*Goal*
Format every line of the listing below as a JSON list of strings, one string per line, skipping blank lines. Omit the picture placeholders.

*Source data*
□ □ □ □ □ □ □
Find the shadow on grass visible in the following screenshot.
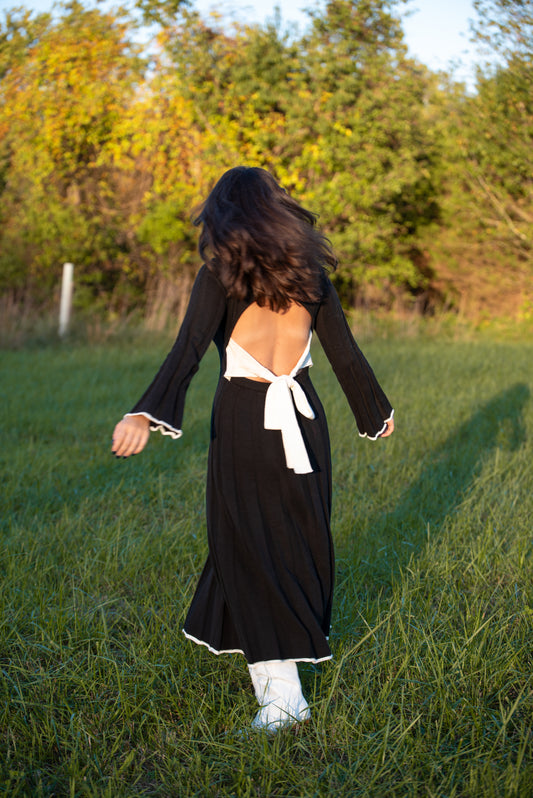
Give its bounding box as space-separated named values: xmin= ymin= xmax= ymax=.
xmin=365 ymin=383 xmax=530 ymax=582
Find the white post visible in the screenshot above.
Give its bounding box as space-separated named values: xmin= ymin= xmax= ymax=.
xmin=59 ymin=263 xmax=74 ymax=338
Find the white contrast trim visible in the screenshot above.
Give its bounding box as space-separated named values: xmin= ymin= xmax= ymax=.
xmin=359 ymin=410 xmax=394 ymax=441
xmin=124 ymin=413 xmax=183 ymax=441
xmin=181 ymin=629 xmax=333 ymax=665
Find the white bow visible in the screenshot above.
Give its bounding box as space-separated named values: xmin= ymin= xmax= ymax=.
xmin=265 ymin=374 xmax=315 ymax=474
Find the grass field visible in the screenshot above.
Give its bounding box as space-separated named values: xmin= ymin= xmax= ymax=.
□ □ □ □ □ □ □
*Written answer*
[
  "Find the shadow on grass visible in the following screenshot.",
  "Give its bounding box as space-separated named values: xmin= ymin= xmax= ymax=.",
  "xmin=365 ymin=383 xmax=530 ymax=582",
  "Find the white post visible in the screenshot above.",
  "Give its bounding box as space-separated named values: xmin= ymin= xmax= ymax=.",
  "xmin=59 ymin=263 xmax=74 ymax=338",
  "Find the white contrast trim visible in the screenshot above.",
  "Give its bounding box as space-separated named values: xmin= ymin= xmax= ymax=.",
  "xmin=359 ymin=410 xmax=394 ymax=441",
  "xmin=124 ymin=413 xmax=183 ymax=441",
  "xmin=181 ymin=629 xmax=333 ymax=665",
  "Find the white bow visible in the screenshot above.",
  "Give its bounding box as space-separated named values: xmin= ymin= xmax= ymax=.",
  "xmin=265 ymin=374 xmax=315 ymax=474",
  "Find the grass field visible in the screenshot above.",
  "Give its bounding box as space-separated named values: xmin= ymin= xmax= ymax=."
]